-- begin --

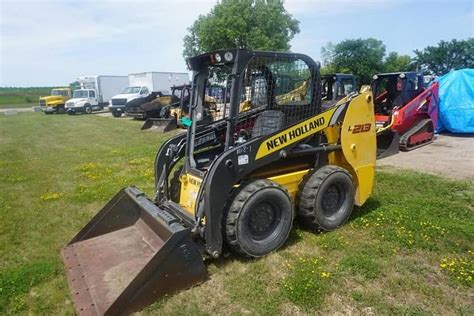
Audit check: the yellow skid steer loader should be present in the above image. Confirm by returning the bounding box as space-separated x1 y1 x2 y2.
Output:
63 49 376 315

-- end --
-- begin --

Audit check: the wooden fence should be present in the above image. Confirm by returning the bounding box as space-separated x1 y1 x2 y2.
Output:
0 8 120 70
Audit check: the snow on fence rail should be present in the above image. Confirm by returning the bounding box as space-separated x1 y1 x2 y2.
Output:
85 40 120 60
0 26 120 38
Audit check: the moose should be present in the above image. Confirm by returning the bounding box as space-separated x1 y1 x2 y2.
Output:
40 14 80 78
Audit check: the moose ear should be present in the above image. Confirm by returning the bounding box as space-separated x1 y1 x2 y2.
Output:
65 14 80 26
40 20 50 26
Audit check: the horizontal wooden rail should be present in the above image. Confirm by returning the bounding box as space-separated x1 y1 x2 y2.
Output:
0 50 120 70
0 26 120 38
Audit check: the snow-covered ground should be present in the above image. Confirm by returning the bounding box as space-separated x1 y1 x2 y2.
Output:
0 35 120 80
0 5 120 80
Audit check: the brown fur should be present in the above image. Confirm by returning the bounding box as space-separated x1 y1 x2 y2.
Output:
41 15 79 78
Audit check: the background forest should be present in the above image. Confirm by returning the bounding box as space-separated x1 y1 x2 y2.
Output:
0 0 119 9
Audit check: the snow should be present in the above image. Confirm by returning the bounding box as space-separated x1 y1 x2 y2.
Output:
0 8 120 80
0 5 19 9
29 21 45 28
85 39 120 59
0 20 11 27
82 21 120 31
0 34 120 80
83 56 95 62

-- end --

[Work to be completed]: Identify every line in the listing above that contains the word "wooden", and copy each of those lines in full.

[Answer to this problem]:
Audit check: the wooden fence should be present in the above image. Confirm by returning the bounding box as space-separated x1 y1 x2 y2.
Audit check: the horizontal wooden rail should be present in the above image. Confirm by returning the bounding box as space-separated x1 y1 x2 y2.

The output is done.